▶ SELECTION
The regression loss is formulated as

$$L_{obb}=H_D(p,q)=1-\mathrm{ProbIoU}(p,q)\in [0,1].$$

(12)

The distribution focal loss (DFL) is further employed to refine the regression of bounding box parameters $(x,y,w,h)$ by supervising predicted discrete distributions. Following the formulation in generalized focal loss, DFL linearly interpolates two adjacent bins surrounding the continuous target value,

$$L_{dfl}=-\left((y_{i+1}-y)log\left(S_i\right)+(y-y_i)log\left(S_{i+1}\right)\right),$$

(13)

where $y_i$ and $y_{i+1}$ are the consecutive integer labels satisfying $y_i<y<y_{i+1}$, and $S_i,S_{i+1}$ are the predicted probabilities from a Softmax layer, $S_i={\displaystyle \frac{y_{i+1}-y}{y_{i+1}-y_i}}$ and $S_{i+1}={\displaystyle \frac{y-y_i}{y_{i+1}-y_i}}$.

4. Experiments and Results

4.1. Dataset

We evaluate the proposed YOSDet on three widely recognized benchmarks for oriented SAR ship detection: SSDD+ [16], HRSID [17], and SRSDD-v1.0 [18].

Table 1. Statistics of SSDD+, HRSID, and SRSDD-v1.0.

Details	SSDD (SSDD+)	HRSID	SRSDD-v1.0
Sources	RadarSat-2, TerraSAR-X, Sentinel-1	Sentinel-1, TerraSAR-X, TanDEM-X	Gaofen-3
Polarization	HH, HV, VV, VH	HH, HV, VV	HH, VV
Resolution (m)	1∼15	0.5, 1, 3	1
Dimensions (pixel)	190∼668	800 × 800	1024 × 1024
Images/Instances	1160/2456	5604/16,951	666/2884
Annotations	HBB, OBB, Polygon	Polygon	OBB
Categories	1	1	6

provides a comprehensive overview of the statistical characteristics for these datasets.

▶ DATA ENTRIES
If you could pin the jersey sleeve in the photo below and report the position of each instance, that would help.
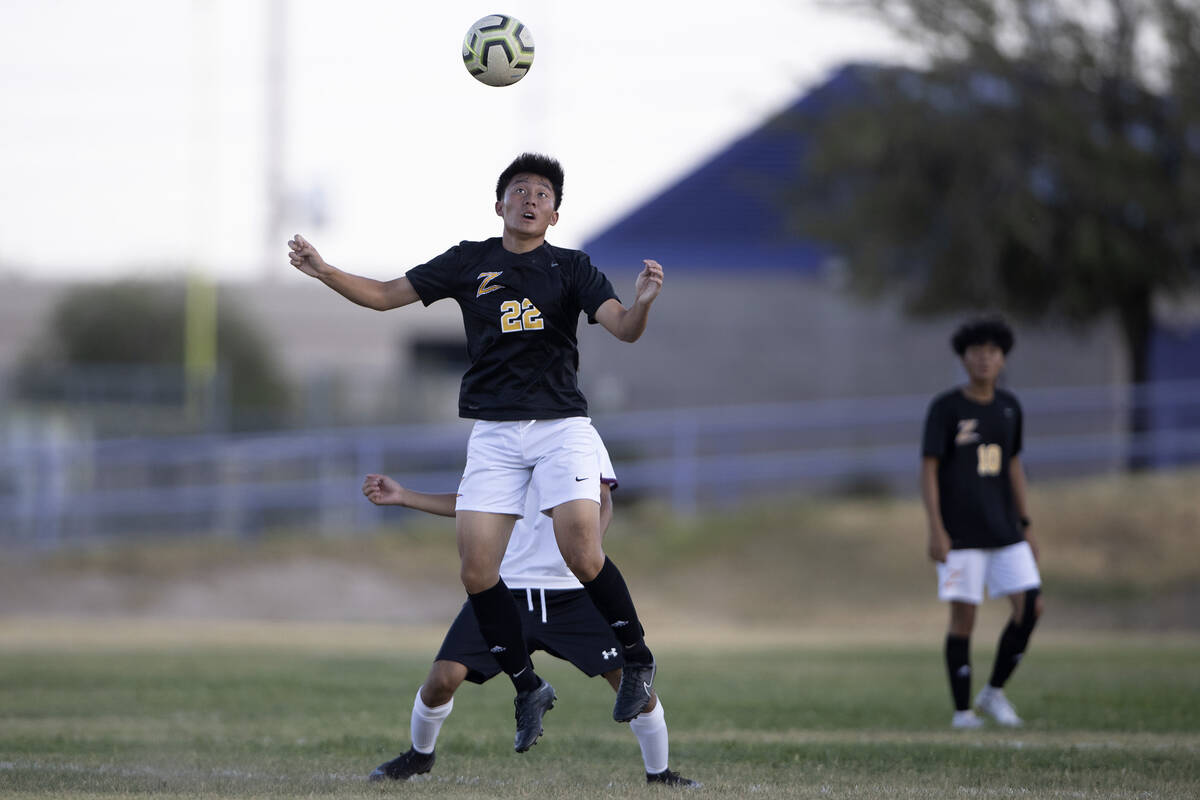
(592, 288)
(436, 280)
(934, 440)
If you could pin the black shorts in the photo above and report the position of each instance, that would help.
(573, 631)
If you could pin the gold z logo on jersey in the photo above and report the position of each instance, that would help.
(485, 284)
(967, 432)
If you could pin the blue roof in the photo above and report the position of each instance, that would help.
(727, 214)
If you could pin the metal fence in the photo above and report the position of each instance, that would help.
(57, 487)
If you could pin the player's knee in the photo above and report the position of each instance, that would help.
(585, 564)
(475, 578)
(438, 690)
(1031, 609)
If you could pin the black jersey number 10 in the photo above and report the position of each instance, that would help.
(520, 317)
(989, 459)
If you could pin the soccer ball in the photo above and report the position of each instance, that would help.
(498, 50)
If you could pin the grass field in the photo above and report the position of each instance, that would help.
(283, 710)
(144, 669)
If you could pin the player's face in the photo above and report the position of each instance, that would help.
(983, 361)
(528, 205)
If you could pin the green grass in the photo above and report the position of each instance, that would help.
(221, 717)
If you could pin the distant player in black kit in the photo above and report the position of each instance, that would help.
(973, 488)
(521, 300)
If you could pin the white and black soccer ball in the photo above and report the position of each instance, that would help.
(498, 50)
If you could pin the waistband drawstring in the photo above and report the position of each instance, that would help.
(543, 600)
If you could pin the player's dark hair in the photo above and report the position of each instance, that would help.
(985, 330)
(535, 164)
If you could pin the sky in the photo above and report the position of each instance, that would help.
(135, 134)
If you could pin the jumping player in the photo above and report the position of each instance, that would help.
(973, 489)
(521, 299)
(557, 617)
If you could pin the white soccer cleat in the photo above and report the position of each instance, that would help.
(966, 721)
(993, 702)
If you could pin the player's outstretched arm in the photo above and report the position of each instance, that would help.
(379, 295)
(383, 491)
(1017, 476)
(629, 324)
(939, 540)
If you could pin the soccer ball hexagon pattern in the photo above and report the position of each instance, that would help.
(498, 50)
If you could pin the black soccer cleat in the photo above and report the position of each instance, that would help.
(635, 691)
(666, 777)
(403, 767)
(531, 707)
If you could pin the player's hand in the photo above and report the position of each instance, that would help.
(383, 491)
(305, 257)
(939, 546)
(649, 282)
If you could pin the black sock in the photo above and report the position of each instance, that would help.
(1008, 654)
(1014, 641)
(958, 666)
(501, 625)
(610, 595)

▶ EXERCISE
Please extend the write-up on oriented SAR ship detection, picking up right after its last sentence.

▶ THE OUTPUT
The SSDD+ [16], which inaugurated public SAR ship detection research, comprises 1160 images and 2456 annotated ships. The data are sourced from multiple SAR sensors, such as RadarSat-2 and Sentinel-1, covering diverse sea states and imaging conditions. Following common practice, the dataset is split into training and test subsets using an 8:2 ratio, assigning 928 training images and 232 test images. The HRSID [17] is a high-resolution benchmark comprising 5604 SAR images and 16,951 ship targets, specifically designated for detection and segmentation tasks. In this work, OBB labels are derived from the native instance segmentation masks by fitting the minimum area rotated bounding box. The dataset is divided into training and testing sets using a 65%:35% split, yielding 3642 training images and 1962 test images. The SRSDD-v1.0 [18] integrates 666 Gaofen-3 SAR images, featuring 2884 ship targets categorized into six types: ore–oil, bulk-cargo, fishing, law enforcement, dredger, and container ships. Approximately 63.1% of the images cover complex inshore scenes with intense background clutter and scattering interference. Following the official data protocol, the imagery is partitioned into a training set of 532 images and a test set of 134 images.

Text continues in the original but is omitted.